PROBLEM REQUIREMENTS —
Beginning at the line with "Locate the woman's bare", output each line to the end of the listing below exactly, please.

MATERIAL FOR THE TASK —
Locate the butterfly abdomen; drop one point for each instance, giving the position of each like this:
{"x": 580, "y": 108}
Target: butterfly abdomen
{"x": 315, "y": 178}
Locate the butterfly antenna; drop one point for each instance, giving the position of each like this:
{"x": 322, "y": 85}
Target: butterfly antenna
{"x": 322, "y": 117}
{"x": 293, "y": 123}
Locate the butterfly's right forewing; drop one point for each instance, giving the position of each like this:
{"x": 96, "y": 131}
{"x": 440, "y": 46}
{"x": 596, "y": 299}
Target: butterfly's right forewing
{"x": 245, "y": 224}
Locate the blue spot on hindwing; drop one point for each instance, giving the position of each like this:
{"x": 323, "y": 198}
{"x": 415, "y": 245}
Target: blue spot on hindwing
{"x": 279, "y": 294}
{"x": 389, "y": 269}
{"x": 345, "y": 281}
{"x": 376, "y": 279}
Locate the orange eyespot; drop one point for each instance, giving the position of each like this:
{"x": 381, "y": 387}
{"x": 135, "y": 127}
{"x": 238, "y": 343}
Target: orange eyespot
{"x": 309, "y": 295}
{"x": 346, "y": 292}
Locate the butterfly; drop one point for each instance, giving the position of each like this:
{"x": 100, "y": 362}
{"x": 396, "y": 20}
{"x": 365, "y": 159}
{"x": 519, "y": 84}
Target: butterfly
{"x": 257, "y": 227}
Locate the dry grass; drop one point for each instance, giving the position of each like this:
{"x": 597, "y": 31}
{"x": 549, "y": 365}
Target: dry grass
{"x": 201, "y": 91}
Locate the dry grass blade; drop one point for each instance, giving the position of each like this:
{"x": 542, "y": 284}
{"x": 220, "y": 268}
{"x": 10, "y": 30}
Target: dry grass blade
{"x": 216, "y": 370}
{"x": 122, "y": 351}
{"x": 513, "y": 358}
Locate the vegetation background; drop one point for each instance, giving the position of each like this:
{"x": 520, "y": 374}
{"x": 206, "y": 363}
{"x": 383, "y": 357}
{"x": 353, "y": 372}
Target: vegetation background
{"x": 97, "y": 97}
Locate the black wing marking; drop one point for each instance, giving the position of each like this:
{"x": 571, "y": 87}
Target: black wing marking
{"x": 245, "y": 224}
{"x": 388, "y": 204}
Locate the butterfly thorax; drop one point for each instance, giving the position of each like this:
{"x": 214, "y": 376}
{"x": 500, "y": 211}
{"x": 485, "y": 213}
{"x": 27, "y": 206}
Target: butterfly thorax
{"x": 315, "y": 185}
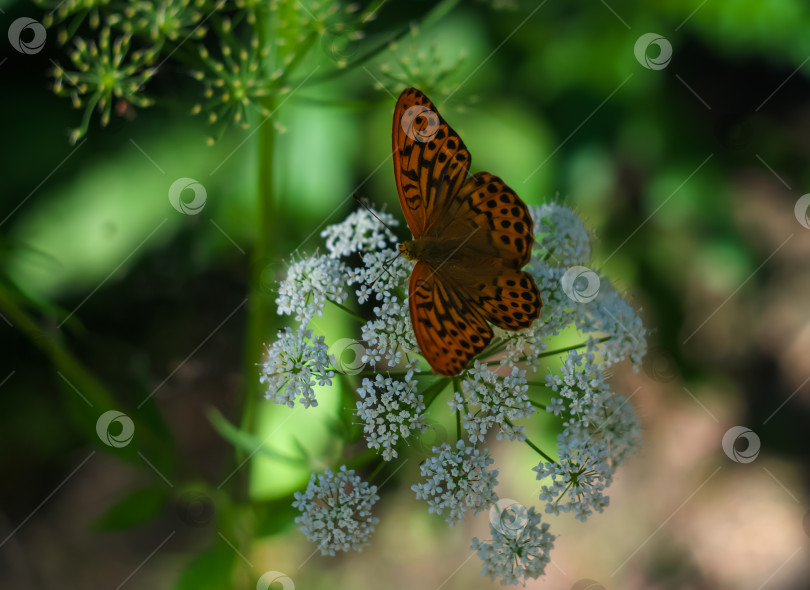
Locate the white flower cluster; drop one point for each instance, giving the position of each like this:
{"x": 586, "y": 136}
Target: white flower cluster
{"x": 487, "y": 399}
{"x": 600, "y": 432}
{"x": 295, "y": 362}
{"x": 360, "y": 232}
{"x": 388, "y": 335}
{"x": 457, "y": 480}
{"x": 562, "y": 242}
{"x": 309, "y": 284}
{"x": 561, "y": 235}
{"x": 491, "y": 396}
{"x": 391, "y": 410}
{"x": 613, "y": 316}
{"x": 515, "y": 554}
{"x": 336, "y": 511}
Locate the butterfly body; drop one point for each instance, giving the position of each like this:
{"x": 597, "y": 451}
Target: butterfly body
{"x": 471, "y": 237}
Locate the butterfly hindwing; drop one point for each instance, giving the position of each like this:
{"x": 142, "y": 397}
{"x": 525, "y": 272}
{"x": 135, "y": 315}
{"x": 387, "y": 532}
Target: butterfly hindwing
{"x": 448, "y": 329}
{"x": 430, "y": 161}
{"x": 508, "y": 299}
{"x": 486, "y": 203}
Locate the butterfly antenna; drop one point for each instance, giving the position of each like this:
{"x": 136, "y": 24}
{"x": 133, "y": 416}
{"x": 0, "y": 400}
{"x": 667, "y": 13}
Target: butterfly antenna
{"x": 367, "y": 208}
{"x": 388, "y": 264}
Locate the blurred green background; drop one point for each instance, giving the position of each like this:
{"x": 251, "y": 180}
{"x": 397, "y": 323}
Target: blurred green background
{"x": 687, "y": 176}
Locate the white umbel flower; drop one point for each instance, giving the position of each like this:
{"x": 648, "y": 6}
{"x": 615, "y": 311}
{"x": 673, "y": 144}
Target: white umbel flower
{"x": 295, "y": 363}
{"x": 391, "y": 410}
{"x": 488, "y": 399}
{"x": 336, "y": 511}
{"x": 457, "y": 480}
{"x": 562, "y": 239}
{"x": 360, "y": 232}
{"x": 309, "y": 284}
{"x": 516, "y": 554}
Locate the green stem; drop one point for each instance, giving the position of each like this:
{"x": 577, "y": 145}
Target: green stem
{"x": 260, "y": 306}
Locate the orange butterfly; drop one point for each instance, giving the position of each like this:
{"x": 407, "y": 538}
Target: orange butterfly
{"x": 471, "y": 236}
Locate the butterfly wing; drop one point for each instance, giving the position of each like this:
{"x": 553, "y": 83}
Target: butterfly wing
{"x": 448, "y": 329}
{"x": 496, "y": 220}
{"x": 431, "y": 162}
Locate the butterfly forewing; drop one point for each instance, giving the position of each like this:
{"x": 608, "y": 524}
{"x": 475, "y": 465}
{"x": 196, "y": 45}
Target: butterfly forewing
{"x": 430, "y": 160}
{"x": 486, "y": 203}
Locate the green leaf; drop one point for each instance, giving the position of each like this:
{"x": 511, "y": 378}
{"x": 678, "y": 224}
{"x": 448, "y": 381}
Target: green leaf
{"x": 246, "y": 441}
{"x": 132, "y": 510}
{"x": 210, "y": 570}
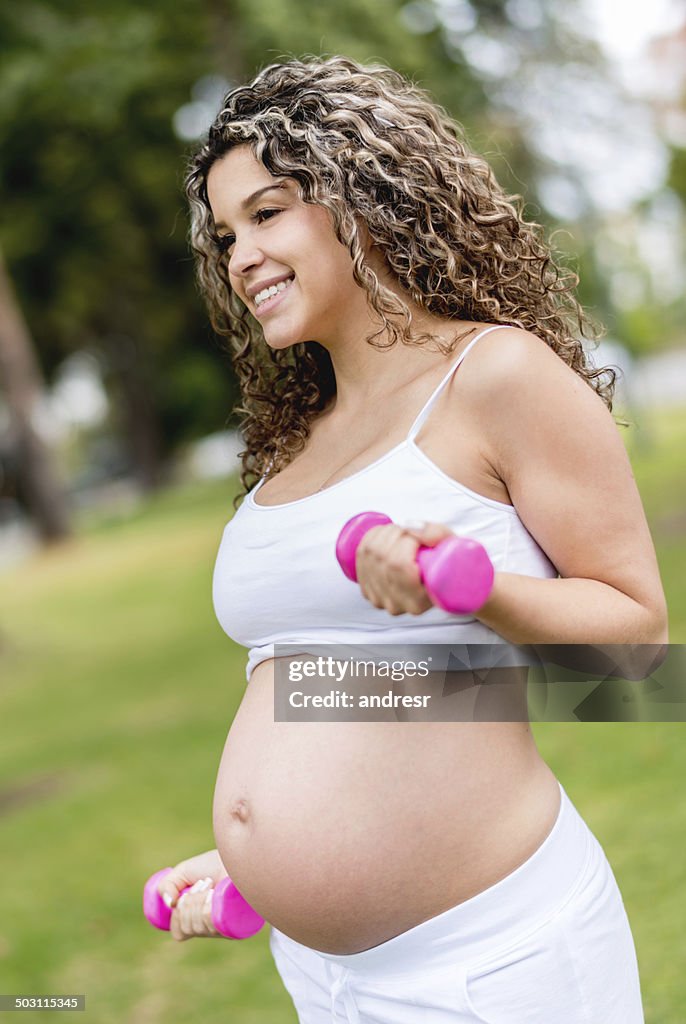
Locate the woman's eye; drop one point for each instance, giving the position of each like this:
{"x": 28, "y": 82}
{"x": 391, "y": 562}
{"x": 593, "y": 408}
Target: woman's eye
{"x": 225, "y": 242}
{"x": 265, "y": 215}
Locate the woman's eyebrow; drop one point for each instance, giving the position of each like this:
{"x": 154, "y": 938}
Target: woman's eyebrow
{"x": 247, "y": 203}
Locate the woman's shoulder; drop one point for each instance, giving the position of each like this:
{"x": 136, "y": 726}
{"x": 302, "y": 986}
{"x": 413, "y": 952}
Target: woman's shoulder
{"x": 511, "y": 361}
{"x": 517, "y": 374}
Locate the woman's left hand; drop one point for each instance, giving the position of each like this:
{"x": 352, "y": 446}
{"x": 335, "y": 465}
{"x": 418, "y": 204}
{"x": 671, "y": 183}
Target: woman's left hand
{"x": 387, "y": 569}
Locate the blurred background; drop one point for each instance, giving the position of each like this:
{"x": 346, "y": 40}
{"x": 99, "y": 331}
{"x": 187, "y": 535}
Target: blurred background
{"x": 118, "y": 451}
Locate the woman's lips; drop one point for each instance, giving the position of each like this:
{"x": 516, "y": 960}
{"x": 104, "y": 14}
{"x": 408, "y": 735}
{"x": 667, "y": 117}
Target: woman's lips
{"x": 272, "y": 301}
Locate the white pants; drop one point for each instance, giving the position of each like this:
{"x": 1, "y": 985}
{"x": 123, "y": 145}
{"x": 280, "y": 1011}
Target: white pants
{"x": 549, "y": 944}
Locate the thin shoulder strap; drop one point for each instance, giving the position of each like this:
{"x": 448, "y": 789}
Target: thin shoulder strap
{"x": 421, "y": 419}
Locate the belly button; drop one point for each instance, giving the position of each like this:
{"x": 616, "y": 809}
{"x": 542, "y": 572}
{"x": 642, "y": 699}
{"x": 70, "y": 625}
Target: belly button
{"x": 240, "y": 810}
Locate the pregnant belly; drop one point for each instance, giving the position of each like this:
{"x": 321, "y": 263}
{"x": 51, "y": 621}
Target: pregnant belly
{"x": 343, "y": 835}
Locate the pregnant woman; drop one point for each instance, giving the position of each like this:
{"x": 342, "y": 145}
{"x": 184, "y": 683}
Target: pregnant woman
{"x": 405, "y": 342}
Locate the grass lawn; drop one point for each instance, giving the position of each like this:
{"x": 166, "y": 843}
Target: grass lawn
{"x": 118, "y": 687}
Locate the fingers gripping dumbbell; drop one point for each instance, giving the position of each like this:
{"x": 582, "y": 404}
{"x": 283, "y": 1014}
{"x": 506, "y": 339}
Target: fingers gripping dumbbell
{"x": 231, "y": 914}
{"x": 457, "y": 573}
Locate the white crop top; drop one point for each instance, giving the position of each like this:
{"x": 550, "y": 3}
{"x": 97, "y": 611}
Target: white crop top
{"x": 276, "y": 579}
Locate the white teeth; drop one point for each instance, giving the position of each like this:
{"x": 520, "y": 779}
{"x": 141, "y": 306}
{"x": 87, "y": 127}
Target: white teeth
{"x": 266, "y": 293}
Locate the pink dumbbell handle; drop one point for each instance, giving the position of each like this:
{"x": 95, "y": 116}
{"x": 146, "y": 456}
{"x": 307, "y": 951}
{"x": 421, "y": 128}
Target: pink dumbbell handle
{"x": 231, "y": 914}
{"x": 457, "y": 573}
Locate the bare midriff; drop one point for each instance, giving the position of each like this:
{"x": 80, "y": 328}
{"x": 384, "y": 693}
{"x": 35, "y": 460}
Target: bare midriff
{"x": 343, "y": 835}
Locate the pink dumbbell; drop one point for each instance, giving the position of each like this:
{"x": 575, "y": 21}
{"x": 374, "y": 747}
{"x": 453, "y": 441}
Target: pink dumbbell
{"x": 457, "y": 573}
{"x": 231, "y": 915}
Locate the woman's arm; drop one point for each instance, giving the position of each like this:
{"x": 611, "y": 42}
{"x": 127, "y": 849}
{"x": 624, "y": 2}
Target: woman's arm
{"x": 554, "y": 443}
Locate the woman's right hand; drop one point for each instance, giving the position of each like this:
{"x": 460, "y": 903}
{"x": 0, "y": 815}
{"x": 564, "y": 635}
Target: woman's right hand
{"x": 191, "y": 914}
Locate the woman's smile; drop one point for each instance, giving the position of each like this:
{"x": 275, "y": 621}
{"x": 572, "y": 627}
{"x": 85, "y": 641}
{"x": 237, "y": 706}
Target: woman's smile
{"x": 270, "y": 297}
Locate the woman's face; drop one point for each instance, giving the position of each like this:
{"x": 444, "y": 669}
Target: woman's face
{"x": 274, "y": 239}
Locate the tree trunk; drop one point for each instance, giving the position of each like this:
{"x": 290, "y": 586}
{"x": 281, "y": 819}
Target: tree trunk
{"x": 23, "y": 385}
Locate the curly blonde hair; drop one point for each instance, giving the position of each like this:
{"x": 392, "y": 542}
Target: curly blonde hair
{"x": 365, "y": 142}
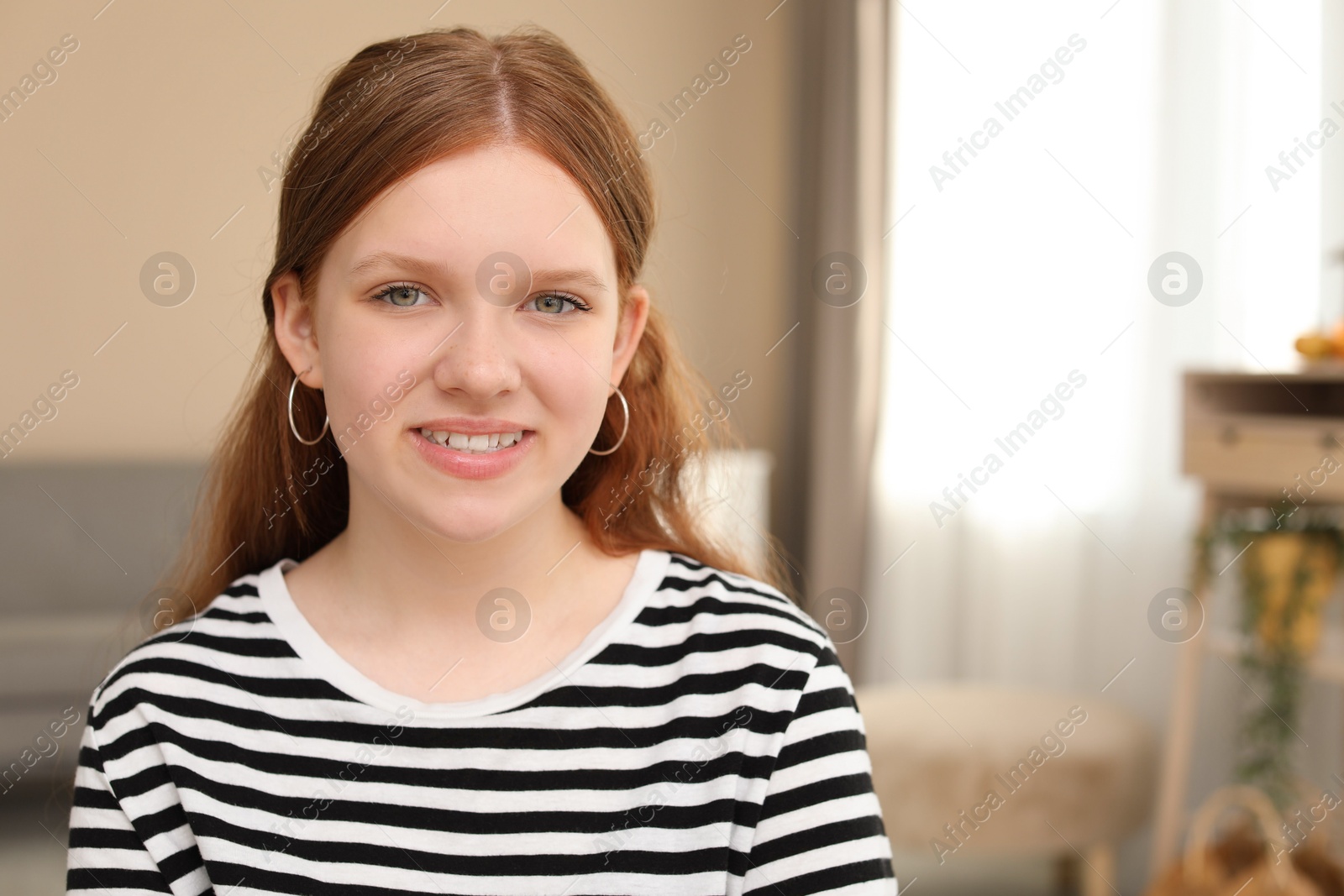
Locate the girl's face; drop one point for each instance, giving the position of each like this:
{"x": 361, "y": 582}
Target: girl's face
{"x": 475, "y": 298}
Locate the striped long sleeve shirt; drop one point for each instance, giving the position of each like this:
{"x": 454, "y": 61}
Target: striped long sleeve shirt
{"x": 702, "y": 739}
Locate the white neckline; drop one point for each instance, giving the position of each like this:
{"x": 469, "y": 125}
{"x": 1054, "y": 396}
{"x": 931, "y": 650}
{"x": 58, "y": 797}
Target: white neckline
{"x": 295, "y": 627}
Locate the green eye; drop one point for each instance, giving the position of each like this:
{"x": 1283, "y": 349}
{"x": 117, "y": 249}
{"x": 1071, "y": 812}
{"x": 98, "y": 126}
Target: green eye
{"x": 401, "y": 295}
{"x": 554, "y": 304}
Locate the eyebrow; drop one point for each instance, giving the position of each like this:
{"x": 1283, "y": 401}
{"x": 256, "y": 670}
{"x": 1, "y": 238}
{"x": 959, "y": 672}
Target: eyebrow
{"x": 580, "y": 275}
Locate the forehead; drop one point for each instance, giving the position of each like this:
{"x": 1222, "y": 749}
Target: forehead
{"x": 477, "y": 203}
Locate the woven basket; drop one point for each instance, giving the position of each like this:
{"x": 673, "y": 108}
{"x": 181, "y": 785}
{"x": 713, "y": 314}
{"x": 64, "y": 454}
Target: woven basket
{"x": 1215, "y": 871}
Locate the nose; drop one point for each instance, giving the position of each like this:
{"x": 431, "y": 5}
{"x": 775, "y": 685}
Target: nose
{"x": 479, "y": 360}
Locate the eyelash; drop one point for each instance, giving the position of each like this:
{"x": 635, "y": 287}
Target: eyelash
{"x": 396, "y": 288}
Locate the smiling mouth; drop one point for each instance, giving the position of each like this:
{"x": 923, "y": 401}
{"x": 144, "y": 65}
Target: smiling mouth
{"x": 488, "y": 443}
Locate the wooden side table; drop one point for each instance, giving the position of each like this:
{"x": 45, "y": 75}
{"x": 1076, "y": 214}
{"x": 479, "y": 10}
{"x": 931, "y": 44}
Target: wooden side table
{"x": 1253, "y": 439}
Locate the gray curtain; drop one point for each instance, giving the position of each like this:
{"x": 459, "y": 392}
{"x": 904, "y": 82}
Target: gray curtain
{"x": 844, "y": 170}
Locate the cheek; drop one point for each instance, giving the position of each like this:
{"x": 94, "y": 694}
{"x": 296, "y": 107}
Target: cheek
{"x": 356, "y": 374}
{"x": 571, "y": 385}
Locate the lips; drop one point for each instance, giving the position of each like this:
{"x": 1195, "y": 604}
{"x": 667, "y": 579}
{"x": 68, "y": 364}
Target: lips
{"x": 467, "y": 464}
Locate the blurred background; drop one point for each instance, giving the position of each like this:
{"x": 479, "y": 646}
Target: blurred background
{"x": 1041, "y": 307}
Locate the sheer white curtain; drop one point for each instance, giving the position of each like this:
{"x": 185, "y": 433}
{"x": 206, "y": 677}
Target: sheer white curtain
{"x": 1030, "y": 266}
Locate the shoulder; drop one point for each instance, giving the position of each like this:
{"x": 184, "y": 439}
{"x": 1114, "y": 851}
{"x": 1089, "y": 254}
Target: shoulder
{"x": 230, "y": 637}
{"x": 748, "y": 609}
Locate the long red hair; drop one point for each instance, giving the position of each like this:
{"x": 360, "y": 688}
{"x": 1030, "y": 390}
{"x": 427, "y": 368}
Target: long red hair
{"x": 391, "y": 109}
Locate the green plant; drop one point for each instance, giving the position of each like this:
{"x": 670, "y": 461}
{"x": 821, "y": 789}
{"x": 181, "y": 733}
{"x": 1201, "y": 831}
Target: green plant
{"x": 1280, "y": 621}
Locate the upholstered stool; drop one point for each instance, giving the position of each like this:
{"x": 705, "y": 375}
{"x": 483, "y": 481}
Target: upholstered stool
{"x": 981, "y": 770}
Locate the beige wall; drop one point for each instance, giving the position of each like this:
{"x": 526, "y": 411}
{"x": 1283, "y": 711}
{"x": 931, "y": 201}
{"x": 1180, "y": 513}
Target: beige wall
{"x": 152, "y": 134}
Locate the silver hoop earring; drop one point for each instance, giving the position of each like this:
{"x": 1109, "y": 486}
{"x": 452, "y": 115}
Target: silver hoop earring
{"x": 624, "y": 429}
{"x": 292, "y": 427}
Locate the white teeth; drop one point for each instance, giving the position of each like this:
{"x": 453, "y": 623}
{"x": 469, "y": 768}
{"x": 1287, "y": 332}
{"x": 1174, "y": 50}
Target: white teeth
{"x": 474, "y": 443}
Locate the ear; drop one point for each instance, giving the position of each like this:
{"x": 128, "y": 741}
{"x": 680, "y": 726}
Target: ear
{"x": 629, "y": 329}
{"x": 295, "y": 331}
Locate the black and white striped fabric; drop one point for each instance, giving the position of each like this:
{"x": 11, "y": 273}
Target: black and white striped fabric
{"x": 703, "y": 739}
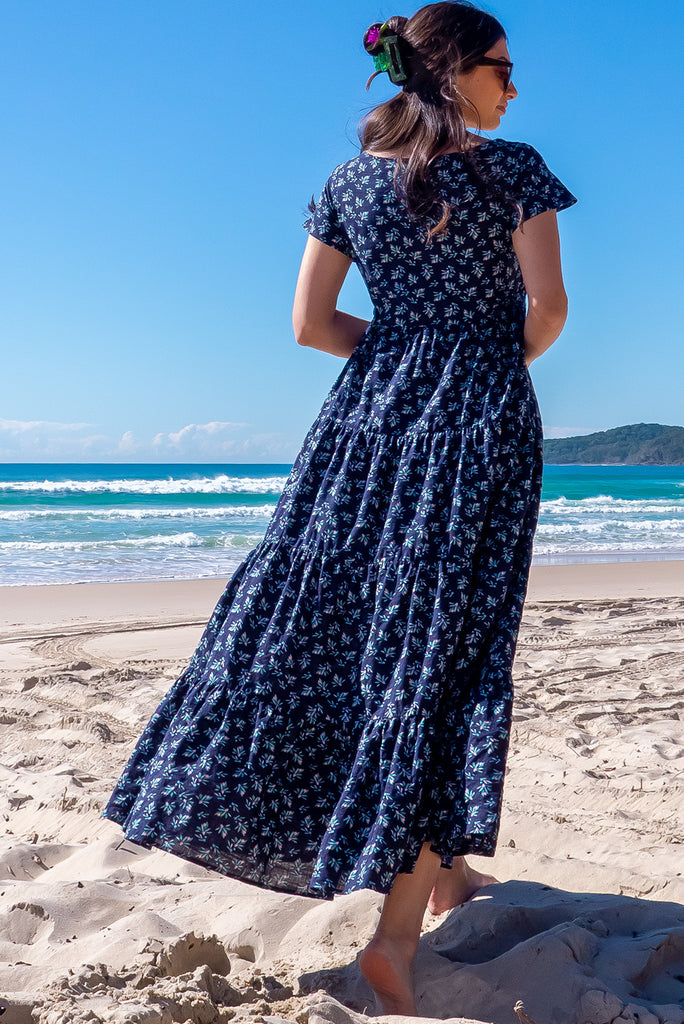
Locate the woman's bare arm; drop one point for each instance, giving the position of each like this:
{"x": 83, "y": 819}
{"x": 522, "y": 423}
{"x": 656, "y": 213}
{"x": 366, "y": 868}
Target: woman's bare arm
{"x": 538, "y": 247}
{"x": 315, "y": 318}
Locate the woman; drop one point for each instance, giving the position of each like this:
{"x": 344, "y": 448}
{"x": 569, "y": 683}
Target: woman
{"x": 344, "y": 721}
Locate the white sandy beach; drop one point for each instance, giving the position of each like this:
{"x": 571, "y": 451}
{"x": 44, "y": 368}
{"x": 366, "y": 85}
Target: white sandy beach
{"x": 587, "y": 928}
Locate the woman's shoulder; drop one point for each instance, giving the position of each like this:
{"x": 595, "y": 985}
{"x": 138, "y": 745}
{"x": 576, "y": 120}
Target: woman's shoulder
{"x": 522, "y": 153}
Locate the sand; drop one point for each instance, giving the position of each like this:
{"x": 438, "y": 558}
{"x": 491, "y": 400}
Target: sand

COMPLETE RESPONSE —
Locate the woman's bare arm; drop one point for each instance, giving the position of each like this:
{"x": 83, "y": 819}
{"x": 522, "y": 423}
{"x": 656, "y": 213}
{"x": 366, "y": 868}
Target: woman's bare arm
{"x": 538, "y": 247}
{"x": 315, "y": 318}
Locate the woman; drop one point for each instance, giving the position of each like this:
{"x": 344, "y": 448}
{"x": 569, "y": 683}
Target: woman
{"x": 344, "y": 721}
Locate the white sandy beach; drop one point for each instance, giving the position of each like this:
{"x": 571, "y": 451}
{"x": 44, "y": 368}
{"x": 366, "y": 85}
Target: white sandy beach
{"x": 587, "y": 928}
Locate the woman's shoulder; drop one point for each instance, giving the position of each like this:
{"x": 595, "y": 985}
{"x": 138, "y": 745}
{"x": 576, "y": 120}
Target: woman's shoulder
{"x": 522, "y": 153}
Locate the sand; drop one point for each instance, giving the position of each like this:
{"x": 438, "y": 558}
{"x": 491, "y": 400}
Target: sand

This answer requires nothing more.